Source text:

At this point, I mentioned Truffle’s recent interview with Thomas Hartle on his Section 56 exemption, and experience with psilocybin therapy. Dr. Casselman responded “that’s a really interesting part of the conversation, and our development. There aren’t many patients who have been granted that exemption. It’s a great short-term mechanism to get patients the medicine they need, and Health Canada seems committed to doing so in a pretty timely fashion, but I don’t feel it’s sustainable. It looks fine when there are less than one hundred patients, but we may soon get to the point where thousands need, and are requesting, this medicine in Canada. I suspect that at some point it will be a political decision, it will trigger a constitutional mechanism. The federal government will likely have to act.”

“The prevailing approach will likely be one of the government saying that patients have to go to a licensed therapist at a registered location, and that’s a good approach, but at the end of the day, I think that we need to get this medicine to patients in the most efficient way possible by whatever mechanism we can. We’re very open to collaborating with researchers and practitioners through whatever regulatory or legal framework ends up existing, and we know we’ll have to pivot and adapt going forward,” Dr. Casselman added.

Dr. Casselman on Cognitive Sovereignty and the First Wave of Psychedelic Medicine

As we began to wind down, I asked Dr. Casselman what he thinks the first wave of psychedelic medicine might look like. He answers with a fair question. “What do I think it will look like, or what do I want it to look like?” I tell him I’d be happy to hear both, with some comparisons for good measure.

“I truly believe in cognitive sovereignty,” he tells me, clarifying that he thinks he’s heard the term somewhere, but can’t place it. “That is to say, that individuals given the right education and access to safe compounds are more than able to sort out their own usage patterns. That said, we’ve had decades of War on Drugs propaganda, and the conversation is still very fear-based. Canadians are also very good at forming regulatory frameworks, and I don’t think the government is just going to snap their fingers one day and say ‘as long as it’s made by a lab, go for it.’ How do I think it will actually play out? I guess my hypothesis is that within three to five years we’ll see a framework, either through a political decision or a mechanism forcing change, but we’ll be able to access psilocybin in ways very similar to how we now access cannabis. Patients will be able to access natural health products directly, and when they have it in their hands maybe it’s a microdose and they do it on their own, or maybe they do it under the care of a practitioner, and it’ll be up to them to do what they want with it, just like cannabis.”

Public Markets and Parting Thoughts

As our interview wound down, I asked Dr. Casselman if he had anything else he wanted to say about his work at Havn Life before we left things. He answered with some commentary on Havn Life’s decision to go public. “One of the common questions we get asked is why we chose the public markets route. Ultimately, we chose that route because innovation is very expensive, and this was the fastest route we could take to get this medicine out.”

Havn Life is far from alone. Before signing off, Dr. Casselman again expressed his view that psychedelics is a small industry with many new and active players, and that more good could be done through collaboration than competition. Whether that philosophy is shared by other emerging psychedelics companies, and Dr. Casselman’s prediction of psychedelics paralleling the cannabis industry’s medical access trajectory come true, remains to be seen.

Records:
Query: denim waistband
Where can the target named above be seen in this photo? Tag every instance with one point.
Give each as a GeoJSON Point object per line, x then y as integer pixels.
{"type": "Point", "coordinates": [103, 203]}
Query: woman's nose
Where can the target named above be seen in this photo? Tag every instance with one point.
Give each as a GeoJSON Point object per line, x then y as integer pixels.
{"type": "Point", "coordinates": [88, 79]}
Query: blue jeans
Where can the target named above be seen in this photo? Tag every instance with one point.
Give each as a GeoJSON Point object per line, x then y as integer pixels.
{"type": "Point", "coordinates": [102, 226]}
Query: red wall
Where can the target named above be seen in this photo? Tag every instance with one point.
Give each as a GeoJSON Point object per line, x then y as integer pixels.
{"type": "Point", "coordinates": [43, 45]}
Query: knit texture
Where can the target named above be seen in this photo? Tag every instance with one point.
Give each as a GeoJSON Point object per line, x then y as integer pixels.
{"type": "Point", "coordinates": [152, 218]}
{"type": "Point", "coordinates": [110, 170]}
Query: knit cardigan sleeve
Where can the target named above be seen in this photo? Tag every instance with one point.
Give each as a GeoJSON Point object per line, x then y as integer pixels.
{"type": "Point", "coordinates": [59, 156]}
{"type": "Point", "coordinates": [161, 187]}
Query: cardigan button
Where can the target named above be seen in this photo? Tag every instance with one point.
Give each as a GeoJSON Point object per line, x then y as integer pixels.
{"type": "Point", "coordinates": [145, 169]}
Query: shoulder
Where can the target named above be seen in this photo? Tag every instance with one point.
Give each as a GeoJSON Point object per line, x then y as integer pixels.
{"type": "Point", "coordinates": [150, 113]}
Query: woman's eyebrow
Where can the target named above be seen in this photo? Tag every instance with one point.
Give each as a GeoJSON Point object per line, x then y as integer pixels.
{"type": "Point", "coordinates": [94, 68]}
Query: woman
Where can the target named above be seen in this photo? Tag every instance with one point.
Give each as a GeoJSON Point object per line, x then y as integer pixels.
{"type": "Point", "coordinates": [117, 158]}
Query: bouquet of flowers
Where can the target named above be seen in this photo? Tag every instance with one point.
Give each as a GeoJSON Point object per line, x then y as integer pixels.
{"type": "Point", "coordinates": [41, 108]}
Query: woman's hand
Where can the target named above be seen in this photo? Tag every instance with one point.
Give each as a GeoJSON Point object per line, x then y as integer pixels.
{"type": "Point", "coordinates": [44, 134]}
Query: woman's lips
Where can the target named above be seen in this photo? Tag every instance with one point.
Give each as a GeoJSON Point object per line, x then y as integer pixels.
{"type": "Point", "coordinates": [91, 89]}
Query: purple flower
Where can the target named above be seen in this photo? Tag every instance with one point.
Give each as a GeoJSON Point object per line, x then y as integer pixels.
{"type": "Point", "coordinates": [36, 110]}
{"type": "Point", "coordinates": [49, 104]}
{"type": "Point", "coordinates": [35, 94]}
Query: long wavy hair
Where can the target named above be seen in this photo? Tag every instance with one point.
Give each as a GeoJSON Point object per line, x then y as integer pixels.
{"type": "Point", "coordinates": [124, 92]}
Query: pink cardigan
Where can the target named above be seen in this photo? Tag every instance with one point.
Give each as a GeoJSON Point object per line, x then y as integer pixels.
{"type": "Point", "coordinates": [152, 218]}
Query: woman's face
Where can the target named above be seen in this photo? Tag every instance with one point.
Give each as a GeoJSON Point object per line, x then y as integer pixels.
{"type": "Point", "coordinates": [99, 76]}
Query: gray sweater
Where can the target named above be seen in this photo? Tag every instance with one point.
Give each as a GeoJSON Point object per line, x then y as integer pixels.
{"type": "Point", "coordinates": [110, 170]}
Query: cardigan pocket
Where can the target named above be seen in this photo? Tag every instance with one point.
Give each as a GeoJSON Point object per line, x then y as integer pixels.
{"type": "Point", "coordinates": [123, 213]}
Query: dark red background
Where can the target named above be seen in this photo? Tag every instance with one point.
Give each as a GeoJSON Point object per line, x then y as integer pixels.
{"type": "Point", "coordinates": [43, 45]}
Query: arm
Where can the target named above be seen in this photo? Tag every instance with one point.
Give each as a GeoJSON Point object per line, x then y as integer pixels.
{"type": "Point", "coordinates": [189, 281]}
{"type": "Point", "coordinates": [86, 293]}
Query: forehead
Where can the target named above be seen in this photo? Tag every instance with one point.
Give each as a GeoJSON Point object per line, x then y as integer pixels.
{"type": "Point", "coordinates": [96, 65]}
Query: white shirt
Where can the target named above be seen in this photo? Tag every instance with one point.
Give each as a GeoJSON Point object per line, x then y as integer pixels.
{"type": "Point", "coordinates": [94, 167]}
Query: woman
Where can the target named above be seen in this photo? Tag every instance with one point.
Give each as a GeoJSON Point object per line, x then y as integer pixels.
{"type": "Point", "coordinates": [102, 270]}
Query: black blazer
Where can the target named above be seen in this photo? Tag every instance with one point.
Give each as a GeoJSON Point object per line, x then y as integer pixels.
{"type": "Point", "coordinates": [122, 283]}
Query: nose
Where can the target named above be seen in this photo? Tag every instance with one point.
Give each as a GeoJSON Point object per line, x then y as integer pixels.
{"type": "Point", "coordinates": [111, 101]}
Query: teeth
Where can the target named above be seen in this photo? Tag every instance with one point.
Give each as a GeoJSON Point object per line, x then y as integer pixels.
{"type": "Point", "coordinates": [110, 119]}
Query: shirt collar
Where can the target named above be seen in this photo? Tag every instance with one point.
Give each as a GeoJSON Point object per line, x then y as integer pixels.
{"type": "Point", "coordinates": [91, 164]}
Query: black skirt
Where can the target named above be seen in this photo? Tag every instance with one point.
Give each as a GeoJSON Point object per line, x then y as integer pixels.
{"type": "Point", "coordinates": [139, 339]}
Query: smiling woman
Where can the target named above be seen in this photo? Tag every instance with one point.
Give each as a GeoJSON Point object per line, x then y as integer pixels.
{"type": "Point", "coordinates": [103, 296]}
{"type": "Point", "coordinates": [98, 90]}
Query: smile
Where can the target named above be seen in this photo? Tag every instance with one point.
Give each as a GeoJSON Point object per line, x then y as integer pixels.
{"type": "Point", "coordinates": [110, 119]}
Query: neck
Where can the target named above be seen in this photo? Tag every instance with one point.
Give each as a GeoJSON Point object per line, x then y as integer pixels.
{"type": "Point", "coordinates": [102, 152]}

Your instructions: Please repeat the interview text from "As we began" to "for good measure.", changing "fair question" to "reasonable question".

Reply:
As we began to wind down, I asked Dr. Casselman what he thinks the first wave of psychedelic medicine might look like. He answers with a reasonable question. “What do I think it will look like, or what do I want it to look like?” I tell him I’d be happy to hear both, with some comparisons for good measure.